_Short problem:_
Repeat every line of the listing below exactly, minus the pictures.

_Part of a data file:_
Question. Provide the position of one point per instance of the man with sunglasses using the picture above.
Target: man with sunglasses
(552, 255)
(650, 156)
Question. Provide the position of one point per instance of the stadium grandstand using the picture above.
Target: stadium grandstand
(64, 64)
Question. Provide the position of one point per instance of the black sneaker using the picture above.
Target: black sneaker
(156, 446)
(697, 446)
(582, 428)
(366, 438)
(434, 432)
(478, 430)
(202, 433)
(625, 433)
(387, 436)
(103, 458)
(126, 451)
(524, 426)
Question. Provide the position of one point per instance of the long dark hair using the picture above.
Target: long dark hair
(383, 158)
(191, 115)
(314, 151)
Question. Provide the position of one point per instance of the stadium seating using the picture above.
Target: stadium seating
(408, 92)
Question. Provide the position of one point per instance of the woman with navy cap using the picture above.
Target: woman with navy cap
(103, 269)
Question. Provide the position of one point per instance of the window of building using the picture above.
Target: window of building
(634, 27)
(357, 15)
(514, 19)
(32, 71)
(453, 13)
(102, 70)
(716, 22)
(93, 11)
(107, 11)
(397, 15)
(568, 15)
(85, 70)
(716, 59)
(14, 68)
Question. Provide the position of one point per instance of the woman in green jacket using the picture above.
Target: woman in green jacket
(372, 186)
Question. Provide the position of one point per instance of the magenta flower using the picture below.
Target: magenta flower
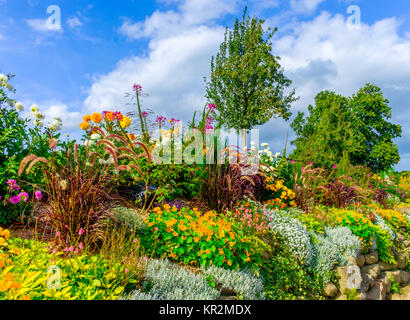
(137, 88)
(13, 186)
(211, 107)
(24, 196)
(161, 120)
(15, 199)
(38, 195)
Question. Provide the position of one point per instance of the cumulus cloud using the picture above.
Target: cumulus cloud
(40, 25)
(305, 6)
(320, 54)
(74, 22)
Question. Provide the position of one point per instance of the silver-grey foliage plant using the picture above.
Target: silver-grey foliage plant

_Expected answer:_
Question. Provide the position of one point per instance of the man with sunglasses using the picture above.
Target: man with sunglasses
(552, 255)
(650, 156)
Question. Provide the position of one point per instance of the stadium grandstand using the picture above.
Target: stadium grandstand
(64, 64)
Question. Provide the position of one point per instance of the black sneaker using the picture above.
Target: black sneaker
(156, 446)
(697, 446)
(582, 428)
(366, 438)
(434, 432)
(478, 430)
(202, 433)
(625, 433)
(387, 436)
(103, 458)
(126, 451)
(524, 426)
Question. Provide the position of one point per instance of the long dark hair using the picture above.
Target: long dark hair
(383, 158)
(191, 115)
(314, 151)
Question. Provide the position of one point per instance of the stadium seating using the picture above.
Target: stadium seating
(408, 92)
Question. Provide the position of one point per instance of the woman with navy cap using the picture above.
Target: woman with navy cap
(103, 269)
Question. Provide the position of one point per instance of the window of building using the picture above.
Target: window of building
(634, 27)
(357, 15)
(514, 19)
(32, 71)
(453, 13)
(102, 70)
(716, 22)
(93, 11)
(107, 11)
(397, 15)
(568, 15)
(85, 70)
(716, 59)
(14, 68)
Question. Provide the position of one point per instance of the woman in green jacket using the picture above.
Target: woman in green jacket
(372, 186)
Question. Provide the position of one point per instance of the magenta flower using the picture below.
Target: magenta flower
(137, 88)
(13, 186)
(211, 107)
(24, 196)
(161, 120)
(15, 199)
(38, 195)
Question. Provide the position of one point per instance of the cumulus cloud using the picture above.
Target: cumulus cloud
(40, 25)
(305, 6)
(320, 54)
(74, 22)
Question. Provide the position of one point per instance of the silver-grey foliage plant using the picture above.
Target: silver-grey foliage plant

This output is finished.